Rows from a pointing dataset:
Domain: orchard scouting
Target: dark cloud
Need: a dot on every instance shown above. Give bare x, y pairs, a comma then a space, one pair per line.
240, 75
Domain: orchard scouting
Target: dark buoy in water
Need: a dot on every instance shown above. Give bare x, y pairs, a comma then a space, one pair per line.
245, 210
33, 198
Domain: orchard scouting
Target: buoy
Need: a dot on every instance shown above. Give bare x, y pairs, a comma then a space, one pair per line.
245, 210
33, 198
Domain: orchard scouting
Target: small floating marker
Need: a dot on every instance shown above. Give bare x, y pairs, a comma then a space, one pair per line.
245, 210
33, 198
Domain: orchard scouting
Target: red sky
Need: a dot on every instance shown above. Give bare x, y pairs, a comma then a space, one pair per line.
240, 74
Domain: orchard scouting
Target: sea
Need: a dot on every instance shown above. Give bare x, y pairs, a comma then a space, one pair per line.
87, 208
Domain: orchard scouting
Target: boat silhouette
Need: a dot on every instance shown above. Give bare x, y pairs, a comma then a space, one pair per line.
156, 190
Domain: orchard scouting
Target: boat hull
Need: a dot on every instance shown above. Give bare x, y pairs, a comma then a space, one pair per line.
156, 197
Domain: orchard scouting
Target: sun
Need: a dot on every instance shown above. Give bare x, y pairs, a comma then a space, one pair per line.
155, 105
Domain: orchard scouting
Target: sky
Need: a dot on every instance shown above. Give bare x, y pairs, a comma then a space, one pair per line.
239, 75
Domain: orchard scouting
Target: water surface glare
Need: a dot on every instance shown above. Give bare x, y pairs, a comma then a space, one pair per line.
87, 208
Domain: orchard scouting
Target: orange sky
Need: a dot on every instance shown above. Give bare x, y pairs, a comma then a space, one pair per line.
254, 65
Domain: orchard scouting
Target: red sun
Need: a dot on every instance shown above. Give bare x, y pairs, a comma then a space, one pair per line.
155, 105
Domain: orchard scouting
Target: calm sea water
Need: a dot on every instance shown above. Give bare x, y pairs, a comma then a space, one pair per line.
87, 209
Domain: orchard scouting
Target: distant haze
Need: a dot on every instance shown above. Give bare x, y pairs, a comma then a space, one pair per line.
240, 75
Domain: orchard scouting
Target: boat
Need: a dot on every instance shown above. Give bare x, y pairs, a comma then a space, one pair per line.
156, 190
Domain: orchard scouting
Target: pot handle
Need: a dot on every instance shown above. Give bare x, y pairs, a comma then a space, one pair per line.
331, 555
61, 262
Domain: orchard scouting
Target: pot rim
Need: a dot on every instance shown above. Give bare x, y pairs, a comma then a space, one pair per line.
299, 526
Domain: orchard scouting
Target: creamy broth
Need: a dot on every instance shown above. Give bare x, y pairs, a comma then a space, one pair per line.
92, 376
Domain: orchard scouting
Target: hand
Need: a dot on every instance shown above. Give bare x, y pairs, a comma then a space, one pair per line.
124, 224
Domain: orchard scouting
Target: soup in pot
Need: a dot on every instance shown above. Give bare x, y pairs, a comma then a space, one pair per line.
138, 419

**What you will do:**
How many lines in the rows above contain the word "boat"? Reply with the number alone.

**Solved problem:**
3